-- Begin Provided material --
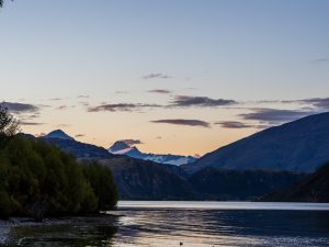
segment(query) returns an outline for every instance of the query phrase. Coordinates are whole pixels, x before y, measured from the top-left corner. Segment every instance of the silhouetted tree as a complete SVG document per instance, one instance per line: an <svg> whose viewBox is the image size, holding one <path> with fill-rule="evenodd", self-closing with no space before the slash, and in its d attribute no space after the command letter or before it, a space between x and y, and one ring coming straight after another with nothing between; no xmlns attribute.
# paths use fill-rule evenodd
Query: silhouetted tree
<svg viewBox="0 0 329 247"><path fill-rule="evenodd" d="M5 105L0 104L0 134L13 136L19 131L19 121L13 117Z"/></svg>

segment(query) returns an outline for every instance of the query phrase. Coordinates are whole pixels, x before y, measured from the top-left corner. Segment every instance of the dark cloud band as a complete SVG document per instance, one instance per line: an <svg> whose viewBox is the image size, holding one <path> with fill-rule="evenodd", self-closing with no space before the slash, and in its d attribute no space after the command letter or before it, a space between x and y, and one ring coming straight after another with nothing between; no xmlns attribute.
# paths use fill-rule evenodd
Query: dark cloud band
<svg viewBox="0 0 329 247"><path fill-rule="evenodd" d="M223 106L237 103L234 100L211 99L208 97L177 96L169 106Z"/></svg>
<svg viewBox="0 0 329 247"><path fill-rule="evenodd" d="M166 123L166 124L175 124L175 125L186 125L186 126L200 126L200 127L211 127L211 124L201 121L201 120L182 120L182 119L174 119L174 120L155 120L150 121L151 123Z"/></svg>

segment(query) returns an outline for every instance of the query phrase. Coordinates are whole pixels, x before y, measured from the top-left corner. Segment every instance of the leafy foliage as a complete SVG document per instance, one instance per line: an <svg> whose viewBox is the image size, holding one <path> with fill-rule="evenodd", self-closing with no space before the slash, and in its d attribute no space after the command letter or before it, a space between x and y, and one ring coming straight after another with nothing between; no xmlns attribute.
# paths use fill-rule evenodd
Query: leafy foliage
<svg viewBox="0 0 329 247"><path fill-rule="evenodd" d="M13 136L20 131L19 121L8 111L3 104L0 104L0 133Z"/></svg>
<svg viewBox="0 0 329 247"><path fill-rule="evenodd" d="M58 216L111 210L117 202L111 171L79 165L37 139L0 134L0 216Z"/></svg>

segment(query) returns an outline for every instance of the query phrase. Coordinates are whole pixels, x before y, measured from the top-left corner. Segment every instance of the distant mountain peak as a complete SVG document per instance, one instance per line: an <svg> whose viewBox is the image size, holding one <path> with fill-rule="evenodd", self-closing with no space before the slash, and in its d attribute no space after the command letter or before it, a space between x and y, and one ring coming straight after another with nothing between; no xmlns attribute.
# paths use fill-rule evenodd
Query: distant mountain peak
<svg viewBox="0 0 329 247"><path fill-rule="evenodd" d="M66 134L64 131L61 130L56 130L50 132L49 134L45 135L44 138L55 138L55 139L70 139L73 141L75 138L72 138L71 136L69 136L68 134Z"/></svg>
<svg viewBox="0 0 329 247"><path fill-rule="evenodd" d="M134 146L134 143L125 139L115 142L107 150L113 155L126 155L132 158L175 166L194 162L197 159L192 156L145 154Z"/></svg>
<svg viewBox="0 0 329 247"><path fill-rule="evenodd" d="M114 155L123 155L132 149L132 145L124 141L117 141L109 148L109 151Z"/></svg>

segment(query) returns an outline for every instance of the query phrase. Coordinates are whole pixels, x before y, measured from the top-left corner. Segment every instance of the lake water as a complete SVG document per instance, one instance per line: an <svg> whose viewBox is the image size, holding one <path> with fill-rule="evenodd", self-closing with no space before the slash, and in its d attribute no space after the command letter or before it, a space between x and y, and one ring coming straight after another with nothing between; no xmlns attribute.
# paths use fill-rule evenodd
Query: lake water
<svg viewBox="0 0 329 247"><path fill-rule="evenodd" d="M111 221L11 227L12 246L329 246L329 204L120 202Z"/></svg>

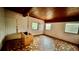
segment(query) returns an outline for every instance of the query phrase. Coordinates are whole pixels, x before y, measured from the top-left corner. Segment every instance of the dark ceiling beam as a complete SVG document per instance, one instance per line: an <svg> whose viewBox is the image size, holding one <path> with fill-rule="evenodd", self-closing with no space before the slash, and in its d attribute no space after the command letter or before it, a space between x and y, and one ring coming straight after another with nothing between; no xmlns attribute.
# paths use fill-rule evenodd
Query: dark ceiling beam
<svg viewBox="0 0 79 59"><path fill-rule="evenodd" d="M32 7L5 7L5 9L20 13L24 17L27 16L27 13L30 11L31 8Z"/></svg>
<svg viewBox="0 0 79 59"><path fill-rule="evenodd" d="M70 22L70 21L79 21L79 14L73 16L65 16L65 17L58 17L51 20L45 20L45 23L52 23L52 22Z"/></svg>

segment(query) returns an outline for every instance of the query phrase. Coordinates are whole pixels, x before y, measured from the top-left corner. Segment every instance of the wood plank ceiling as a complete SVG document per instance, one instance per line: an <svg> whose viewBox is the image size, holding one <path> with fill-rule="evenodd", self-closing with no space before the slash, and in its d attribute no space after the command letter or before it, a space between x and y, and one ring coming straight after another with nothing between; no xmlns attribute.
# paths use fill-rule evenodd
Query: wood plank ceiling
<svg viewBox="0 0 79 59"><path fill-rule="evenodd" d="M46 23L49 22L67 22L79 21L78 7L6 7L15 12L22 14L24 17L29 15Z"/></svg>

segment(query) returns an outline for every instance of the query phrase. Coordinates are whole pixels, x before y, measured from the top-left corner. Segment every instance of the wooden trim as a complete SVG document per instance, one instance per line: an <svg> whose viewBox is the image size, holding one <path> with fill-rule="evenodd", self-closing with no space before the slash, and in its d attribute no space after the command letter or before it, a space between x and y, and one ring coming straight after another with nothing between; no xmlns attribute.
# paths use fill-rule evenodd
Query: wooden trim
<svg viewBox="0 0 79 59"><path fill-rule="evenodd" d="M44 34L44 35L46 35L46 34ZM52 36L50 36L50 35L46 35L46 36L51 37L51 38L55 38L55 39L58 39L58 40L61 40L61 41L64 41L64 42L67 42L67 43L70 43L70 44L72 44L72 45L76 45L76 46L79 47L79 44L75 44L75 43L72 43L72 42L69 42L69 41L65 41L65 40L62 40L62 39L59 39L59 38L56 38L56 37L52 37Z"/></svg>

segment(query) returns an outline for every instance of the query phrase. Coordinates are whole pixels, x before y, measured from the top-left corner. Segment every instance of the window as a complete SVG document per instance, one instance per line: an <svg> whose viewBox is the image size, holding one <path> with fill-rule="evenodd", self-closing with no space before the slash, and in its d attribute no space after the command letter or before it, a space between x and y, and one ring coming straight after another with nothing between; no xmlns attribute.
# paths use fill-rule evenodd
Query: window
<svg viewBox="0 0 79 59"><path fill-rule="evenodd" d="M33 22L32 23L32 29L37 30L38 29L38 23Z"/></svg>
<svg viewBox="0 0 79 59"><path fill-rule="evenodd" d="M45 29L46 29L46 30L51 30L51 28L52 28L52 24L47 23Z"/></svg>
<svg viewBox="0 0 79 59"><path fill-rule="evenodd" d="M79 24L78 23L67 23L65 26L65 32L78 34Z"/></svg>

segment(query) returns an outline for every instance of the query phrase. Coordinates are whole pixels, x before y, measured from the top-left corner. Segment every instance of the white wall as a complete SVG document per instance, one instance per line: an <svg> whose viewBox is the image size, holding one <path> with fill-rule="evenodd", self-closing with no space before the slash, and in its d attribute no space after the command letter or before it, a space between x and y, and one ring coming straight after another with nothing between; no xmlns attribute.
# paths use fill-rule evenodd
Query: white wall
<svg viewBox="0 0 79 59"><path fill-rule="evenodd" d="M44 28L44 21L33 18L33 17L23 17L22 14L6 10L6 35L11 33L16 33L16 25L18 24L18 31L19 32L27 32L29 31L33 35L43 34ZM17 19L17 24L16 24ZM29 20L29 21L28 21ZM31 24L32 22L39 23L39 30L32 30Z"/></svg>
<svg viewBox="0 0 79 59"><path fill-rule="evenodd" d="M52 23L52 30L45 30L45 34L65 41L79 44L79 34L65 33L65 22Z"/></svg>
<svg viewBox="0 0 79 59"><path fill-rule="evenodd" d="M0 49L2 47L2 40L5 37L5 15L4 9L0 8Z"/></svg>

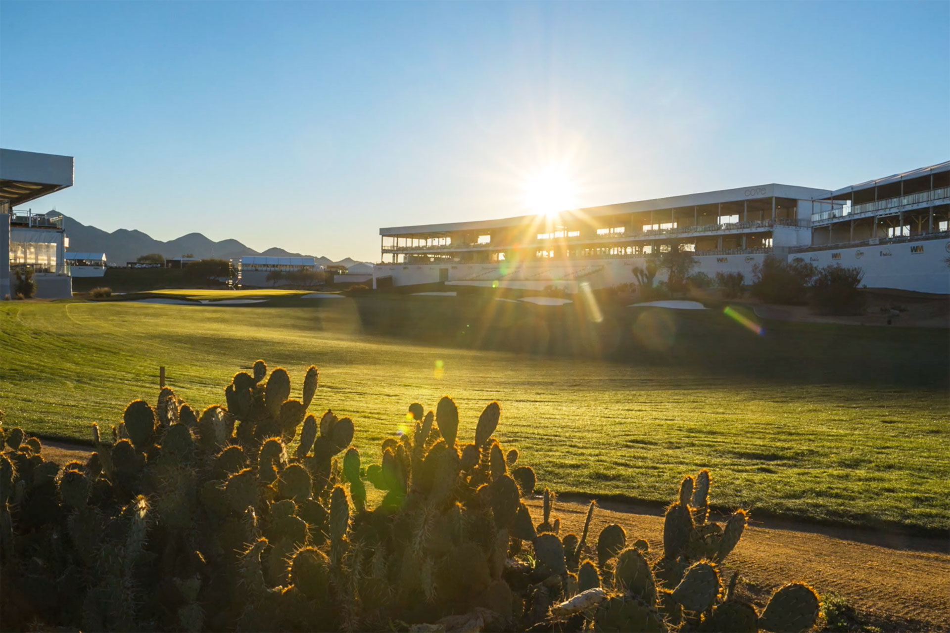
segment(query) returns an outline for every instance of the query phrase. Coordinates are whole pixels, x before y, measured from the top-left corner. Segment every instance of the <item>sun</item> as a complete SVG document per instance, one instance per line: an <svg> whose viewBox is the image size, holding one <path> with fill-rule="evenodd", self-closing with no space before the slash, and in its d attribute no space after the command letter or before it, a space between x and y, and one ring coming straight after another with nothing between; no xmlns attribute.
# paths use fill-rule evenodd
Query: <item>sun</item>
<svg viewBox="0 0 950 633"><path fill-rule="evenodd" d="M548 167L524 180L524 205L538 214L557 215L578 204L578 188L567 171Z"/></svg>

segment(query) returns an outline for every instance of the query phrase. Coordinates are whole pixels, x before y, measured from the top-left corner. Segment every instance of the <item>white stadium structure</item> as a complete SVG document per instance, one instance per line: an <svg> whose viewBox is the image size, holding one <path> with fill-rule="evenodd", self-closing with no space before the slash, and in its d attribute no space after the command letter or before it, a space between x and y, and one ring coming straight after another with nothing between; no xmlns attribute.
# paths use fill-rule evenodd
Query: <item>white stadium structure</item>
<svg viewBox="0 0 950 633"><path fill-rule="evenodd" d="M766 257L859 266L864 285L950 293L950 161L836 191L782 184L496 220L384 228L373 287L492 286L576 291L635 283L679 249L694 272L742 272Z"/></svg>

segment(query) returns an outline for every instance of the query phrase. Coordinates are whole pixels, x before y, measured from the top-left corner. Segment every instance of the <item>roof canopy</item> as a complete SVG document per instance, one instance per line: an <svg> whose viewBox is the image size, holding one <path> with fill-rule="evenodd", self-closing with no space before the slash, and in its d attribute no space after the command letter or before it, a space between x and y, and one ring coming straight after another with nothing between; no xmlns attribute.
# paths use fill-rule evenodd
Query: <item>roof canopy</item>
<svg viewBox="0 0 950 633"><path fill-rule="evenodd" d="M91 259L93 261L105 261L104 252L67 252L66 253L66 258L67 260L77 260L77 259Z"/></svg>
<svg viewBox="0 0 950 633"><path fill-rule="evenodd" d="M901 180L910 180L912 178L917 178L922 176L930 176L931 174L939 174L940 172L950 171L950 160L945 162L940 162L936 165L930 165L929 167L921 167L920 169L914 169L909 172L903 172L902 174L894 174L893 176L887 176L883 178L875 178L873 180L867 180L856 185L850 185L848 187L842 187L831 192L831 195L827 197L834 197L840 194L847 194L856 189L869 189L871 187L879 187L881 185L890 184L891 182L900 182Z"/></svg>
<svg viewBox="0 0 950 633"><path fill-rule="evenodd" d="M244 255L240 258L241 265L263 266L316 266L313 257L263 257L261 255Z"/></svg>
<svg viewBox="0 0 950 633"><path fill-rule="evenodd" d="M0 149L0 199L10 206L72 186L71 156Z"/></svg>

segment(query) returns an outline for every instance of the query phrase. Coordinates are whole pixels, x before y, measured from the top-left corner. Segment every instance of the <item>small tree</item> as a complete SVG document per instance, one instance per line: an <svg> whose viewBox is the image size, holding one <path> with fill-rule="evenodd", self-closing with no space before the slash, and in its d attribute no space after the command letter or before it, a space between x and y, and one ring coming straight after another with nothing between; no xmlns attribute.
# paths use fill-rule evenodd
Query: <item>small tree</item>
<svg viewBox="0 0 950 633"><path fill-rule="evenodd" d="M770 304L804 304L817 270L801 257L766 257L752 268L752 294Z"/></svg>
<svg viewBox="0 0 950 633"><path fill-rule="evenodd" d="M741 272L716 272L716 286L722 289L722 296L727 299L738 299L746 289L742 286L746 276Z"/></svg>
<svg viewBox="0 0 950 633"><path fill-rule="evenodd" d="M24 299L32 299L36 294L36 282L33 281L33 269L16 269L16 287L13 292Z"/></svg>
<svg viewBox="0 0 950 633"><path fill-rule="evenodd" d="M666 284L671 292L686 290L686 278L697 263L691 251L681 251L677 246L672 247L660 256L659 266L667 270Z"/></svg>
<svg viewBox="0 0 950 633"><path fill-rule="evenodd" d="M646 268L635 266L633 273L634 278L636 279L636 288L639 290L640 298L652 295L654 292L654 278L656 276L656 262L653 259L648 259Z"/></svg>
<svg viewBox="0 0 950 633"><path fill-rule="evenodd" d="M145 255L139 255L135 261L140 264L161 264L165 265L165 258L161 252L149 252Z"/></svg>
<svg viewBox="0 0 950 633"><path fill-rule="evenodd" d="M857 266L826 266L818 271L811 288L811 303L831 314L860 314L864 309L864 295L858 287L864 271Z"/></svg>

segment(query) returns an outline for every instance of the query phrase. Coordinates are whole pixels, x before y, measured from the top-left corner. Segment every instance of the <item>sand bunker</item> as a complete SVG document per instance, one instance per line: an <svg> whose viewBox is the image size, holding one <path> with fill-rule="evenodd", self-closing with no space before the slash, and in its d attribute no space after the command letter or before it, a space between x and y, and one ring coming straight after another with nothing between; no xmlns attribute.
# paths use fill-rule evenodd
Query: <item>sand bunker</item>
<svg viewBox="0 0 950 633"><path fill-rule="evenodd" d="M627 307L669 307L674 310L705 310L707 307L698 301L648 301L633 304Z"/></svg>
<svg viewBox="0 0 950 633"><path fill-rule="evenodd" d="M166 304L169 306L199 306L194 301L184 301L183 299L136 299L134 304Z"/></svg>
<svg viewBox="0 0 950 633"><path fill-rule="evenodd" d="M539 306L563 306L564 304L574 303L570 299L560 299L558 297L523 297L522 301Z"/></svg>

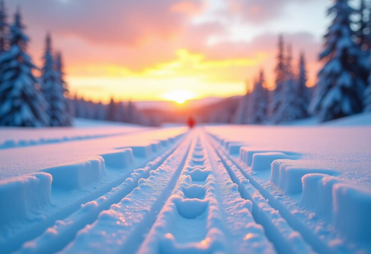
-- End Provided material --
Requirements: Please render the lines of the source data as a Markdown table with the columns Row and Line. Start with the line containing "of the <item>roof" and go on through the line containing "259L93 261L105 261L104", numbering each row and leaving out blank lines.

Solution below:
| Row | Line |
|---|---|
| 1 | segment(query) returns an outline for every instance of the query phrase. Coordinates are whole pixels, x before y, measured from the top-left corner. Segment every instance of the <item>roof canopy</item> as a complete SVG document per instance, one instance per line: an <svg> whose viewBox is the image size, holding one <path> with fill-rule="evenodd", self-closing with no space before the slash, and in its d attribute no space after the command letter or before it, a space between x and y, and one ring coming straight after another with nothing between; no xmlns attribute. |
| 2 | # paths use fill-rule evenodd |
| 3 | Query: <item>roof canopy</item> |
| 4 | <svg viewBox="0 0 950 633"><path fill-rule="evenodd" d="M91 259L93 261L105 261L104 252L67 252L66 253L66 258L67 260L77 260L77 259Z"/></svg> |